:: EXCERPTED PASSAGE ::
◇ ◇ ◇ ◇ ◇ ◇ ◇

The Commissioners have indeed great satisfaction in speaking
favourably of the work of the Contractors, who are most respectable
persons, and have performed their engagements in a very creditable
manner. The tower is built
in the most substantial manner, and cannot fail to endure for ages. The
frame work of the Lantern fits together with uncommon neatness, and is
secured in every respect better than any other Lantern that the
Commission has seen.17
The commissioners considered the Point Petre tower to be of sounder
construction than that at False Ducks. The light consisted of 11 Argand
lamps with 16-inch reflectors set in an iron chandelier and complemented
with 11 copper oil heaters, the whole supplied by Winslow Lewis of
Boston for the sum of $522.65.18 The Point Petre light was
said to have a range of 25 miles in clear weather.

◇ ◇ ◇ ◇ ◇ ◇ ◇

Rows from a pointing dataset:
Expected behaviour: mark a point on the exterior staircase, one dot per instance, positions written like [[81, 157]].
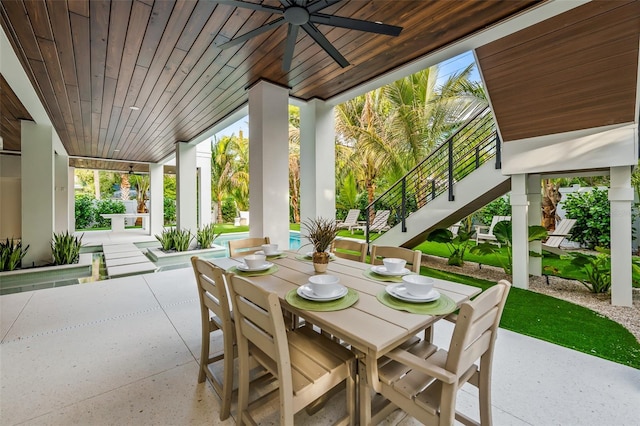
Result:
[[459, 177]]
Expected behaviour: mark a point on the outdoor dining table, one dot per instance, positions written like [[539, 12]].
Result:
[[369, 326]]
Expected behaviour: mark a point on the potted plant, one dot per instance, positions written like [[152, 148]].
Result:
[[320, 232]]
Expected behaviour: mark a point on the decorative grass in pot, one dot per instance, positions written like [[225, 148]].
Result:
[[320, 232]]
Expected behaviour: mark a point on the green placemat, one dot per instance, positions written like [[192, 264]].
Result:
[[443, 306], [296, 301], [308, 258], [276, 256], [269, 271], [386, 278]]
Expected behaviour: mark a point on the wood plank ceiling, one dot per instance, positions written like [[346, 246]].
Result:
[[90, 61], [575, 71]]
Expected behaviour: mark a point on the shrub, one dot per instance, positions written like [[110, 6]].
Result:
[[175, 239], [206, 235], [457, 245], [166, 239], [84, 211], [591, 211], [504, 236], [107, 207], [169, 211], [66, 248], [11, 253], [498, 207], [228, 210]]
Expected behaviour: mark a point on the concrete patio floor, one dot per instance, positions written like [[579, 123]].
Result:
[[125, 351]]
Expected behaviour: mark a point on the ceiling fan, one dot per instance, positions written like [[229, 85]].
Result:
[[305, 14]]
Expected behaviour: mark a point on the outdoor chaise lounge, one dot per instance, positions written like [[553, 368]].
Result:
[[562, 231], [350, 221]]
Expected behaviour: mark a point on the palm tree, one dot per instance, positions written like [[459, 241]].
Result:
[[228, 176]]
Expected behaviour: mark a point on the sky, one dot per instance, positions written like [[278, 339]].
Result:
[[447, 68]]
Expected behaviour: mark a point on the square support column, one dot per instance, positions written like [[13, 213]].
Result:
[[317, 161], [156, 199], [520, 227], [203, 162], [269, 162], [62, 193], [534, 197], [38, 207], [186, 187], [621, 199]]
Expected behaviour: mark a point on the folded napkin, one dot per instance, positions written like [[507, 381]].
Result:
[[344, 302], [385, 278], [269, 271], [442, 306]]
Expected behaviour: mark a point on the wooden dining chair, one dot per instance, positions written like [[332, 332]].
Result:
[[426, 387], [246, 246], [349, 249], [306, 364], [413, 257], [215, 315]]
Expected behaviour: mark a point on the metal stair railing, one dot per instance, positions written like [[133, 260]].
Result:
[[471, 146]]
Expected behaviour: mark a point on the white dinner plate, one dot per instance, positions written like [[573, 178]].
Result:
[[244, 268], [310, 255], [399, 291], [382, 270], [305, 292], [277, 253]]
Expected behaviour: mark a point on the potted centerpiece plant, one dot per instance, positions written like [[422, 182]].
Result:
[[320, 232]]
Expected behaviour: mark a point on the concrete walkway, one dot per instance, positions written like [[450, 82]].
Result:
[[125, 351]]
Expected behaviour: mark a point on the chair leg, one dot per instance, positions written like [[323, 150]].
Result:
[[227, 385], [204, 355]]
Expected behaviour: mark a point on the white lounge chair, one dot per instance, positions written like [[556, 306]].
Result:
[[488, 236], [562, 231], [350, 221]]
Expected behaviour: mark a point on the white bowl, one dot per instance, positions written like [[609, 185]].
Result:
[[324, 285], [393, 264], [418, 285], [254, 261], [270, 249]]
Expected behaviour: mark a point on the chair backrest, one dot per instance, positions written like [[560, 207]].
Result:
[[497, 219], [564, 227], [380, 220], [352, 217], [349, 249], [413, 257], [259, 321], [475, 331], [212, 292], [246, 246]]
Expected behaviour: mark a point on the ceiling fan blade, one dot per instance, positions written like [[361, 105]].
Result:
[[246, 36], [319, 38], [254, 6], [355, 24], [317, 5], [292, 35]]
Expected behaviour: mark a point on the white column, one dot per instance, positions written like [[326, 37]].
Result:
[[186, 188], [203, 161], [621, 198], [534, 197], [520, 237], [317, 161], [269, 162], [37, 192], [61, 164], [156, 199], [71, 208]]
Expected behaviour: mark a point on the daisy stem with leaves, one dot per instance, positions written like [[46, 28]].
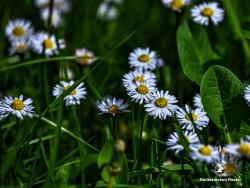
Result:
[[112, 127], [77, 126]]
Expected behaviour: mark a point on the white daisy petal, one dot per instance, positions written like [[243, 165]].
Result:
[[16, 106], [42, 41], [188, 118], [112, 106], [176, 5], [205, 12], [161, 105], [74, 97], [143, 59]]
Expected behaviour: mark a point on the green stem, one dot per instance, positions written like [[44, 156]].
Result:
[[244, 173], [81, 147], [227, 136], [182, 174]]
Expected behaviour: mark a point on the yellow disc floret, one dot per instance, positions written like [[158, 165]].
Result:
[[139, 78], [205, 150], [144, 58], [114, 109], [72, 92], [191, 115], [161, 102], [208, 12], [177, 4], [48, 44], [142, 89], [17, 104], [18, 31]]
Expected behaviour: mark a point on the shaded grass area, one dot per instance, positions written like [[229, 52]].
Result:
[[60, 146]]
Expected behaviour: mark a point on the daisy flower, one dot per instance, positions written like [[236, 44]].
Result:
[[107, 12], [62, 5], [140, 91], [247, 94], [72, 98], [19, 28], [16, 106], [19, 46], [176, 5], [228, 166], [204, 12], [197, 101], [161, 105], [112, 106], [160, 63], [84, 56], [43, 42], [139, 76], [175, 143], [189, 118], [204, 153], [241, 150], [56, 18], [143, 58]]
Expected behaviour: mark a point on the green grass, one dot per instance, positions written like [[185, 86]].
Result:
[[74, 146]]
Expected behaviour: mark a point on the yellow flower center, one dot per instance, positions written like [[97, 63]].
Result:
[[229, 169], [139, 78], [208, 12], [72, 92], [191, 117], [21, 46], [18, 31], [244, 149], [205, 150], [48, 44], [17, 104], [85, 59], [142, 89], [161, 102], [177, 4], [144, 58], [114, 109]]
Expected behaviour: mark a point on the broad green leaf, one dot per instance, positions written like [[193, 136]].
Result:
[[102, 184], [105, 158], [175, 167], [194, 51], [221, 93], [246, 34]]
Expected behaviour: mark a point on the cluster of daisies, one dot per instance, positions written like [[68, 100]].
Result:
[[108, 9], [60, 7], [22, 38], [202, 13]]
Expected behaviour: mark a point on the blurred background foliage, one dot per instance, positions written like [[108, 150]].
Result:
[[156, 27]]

◇ ◇ ◇ ◇ ◇ ◇ ◇

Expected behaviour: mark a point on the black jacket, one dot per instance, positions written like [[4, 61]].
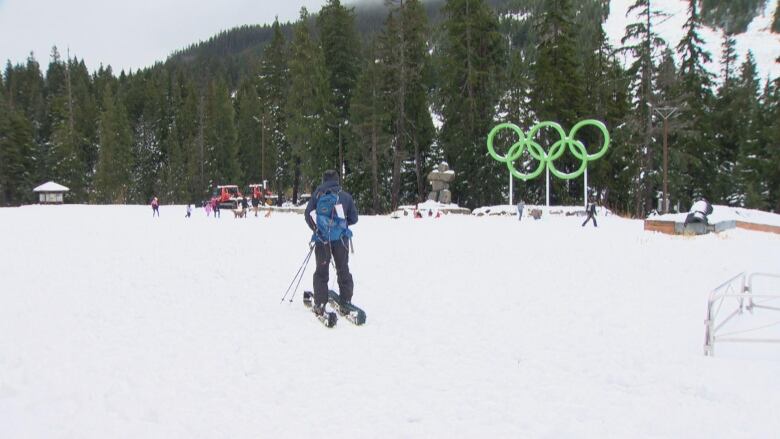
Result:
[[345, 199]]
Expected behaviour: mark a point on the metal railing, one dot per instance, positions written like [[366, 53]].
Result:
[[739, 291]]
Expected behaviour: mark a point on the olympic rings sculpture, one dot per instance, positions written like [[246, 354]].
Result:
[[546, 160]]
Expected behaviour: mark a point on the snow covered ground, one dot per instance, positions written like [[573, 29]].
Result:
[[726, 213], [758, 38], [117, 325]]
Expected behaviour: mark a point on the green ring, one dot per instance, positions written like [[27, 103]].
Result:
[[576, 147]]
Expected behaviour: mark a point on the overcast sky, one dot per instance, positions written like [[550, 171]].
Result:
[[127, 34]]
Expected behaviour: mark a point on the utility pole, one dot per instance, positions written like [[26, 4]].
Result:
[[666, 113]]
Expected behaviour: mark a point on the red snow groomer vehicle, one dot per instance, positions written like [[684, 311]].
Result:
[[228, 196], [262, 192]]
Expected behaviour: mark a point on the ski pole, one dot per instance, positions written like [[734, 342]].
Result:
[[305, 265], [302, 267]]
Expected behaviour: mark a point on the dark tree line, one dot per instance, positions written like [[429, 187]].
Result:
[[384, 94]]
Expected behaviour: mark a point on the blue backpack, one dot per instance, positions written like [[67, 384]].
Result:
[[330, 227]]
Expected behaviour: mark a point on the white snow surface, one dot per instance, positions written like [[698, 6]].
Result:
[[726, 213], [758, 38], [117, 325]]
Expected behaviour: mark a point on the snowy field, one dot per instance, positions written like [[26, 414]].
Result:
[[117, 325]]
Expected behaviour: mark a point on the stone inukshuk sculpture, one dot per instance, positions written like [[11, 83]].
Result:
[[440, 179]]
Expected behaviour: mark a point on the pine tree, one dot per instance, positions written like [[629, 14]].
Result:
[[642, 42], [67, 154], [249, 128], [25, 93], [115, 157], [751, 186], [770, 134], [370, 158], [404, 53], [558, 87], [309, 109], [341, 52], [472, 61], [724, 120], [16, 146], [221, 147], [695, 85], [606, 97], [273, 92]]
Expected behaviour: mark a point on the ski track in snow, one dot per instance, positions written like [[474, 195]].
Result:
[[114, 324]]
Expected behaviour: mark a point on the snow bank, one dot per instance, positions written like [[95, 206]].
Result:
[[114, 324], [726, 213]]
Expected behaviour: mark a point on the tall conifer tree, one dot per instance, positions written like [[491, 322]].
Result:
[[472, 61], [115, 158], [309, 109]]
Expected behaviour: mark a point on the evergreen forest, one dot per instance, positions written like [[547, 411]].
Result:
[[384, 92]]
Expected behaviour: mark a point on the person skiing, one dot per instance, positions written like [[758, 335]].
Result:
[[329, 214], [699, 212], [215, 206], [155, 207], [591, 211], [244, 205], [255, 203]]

◇ ◇ ◇ ◇ ◇ ◇ ◇

:: WHAT THE TASK ASKS ::
Rewrite the lighthouse passage from "The Commissioners have" up to and including "in clear weather.", putting "lighthouse" wherever "tower" appears.

:: CORRECT RESULT ::
The Commissioners have indeed great satisfaction in speaking
favourably of the work of the Contractors, who are most respectable
persons, and have performed their engagements in a very creditable
manner. The lighthouse is built
in the most substantial manner, and cannot fail to endure for ages. The
frame work of the Lantern fits together with uncommon neatness, and is
secured in every respect better than any other Lantern that the
Commission has seen.17
The commissioners considered the Point Petre lighthouse to be of sounder
construction than that at False Ducks. The light consisted of 11 Argand
lamps with 16-inch reflectors set in an iron chandelier and complemented
with 11 copper oil heaters, the whole supplied by Winslow Lewis of
Boston for the sum of $522.65.18 The Point Petre light was
said to have a range of 25 miles in clear weather.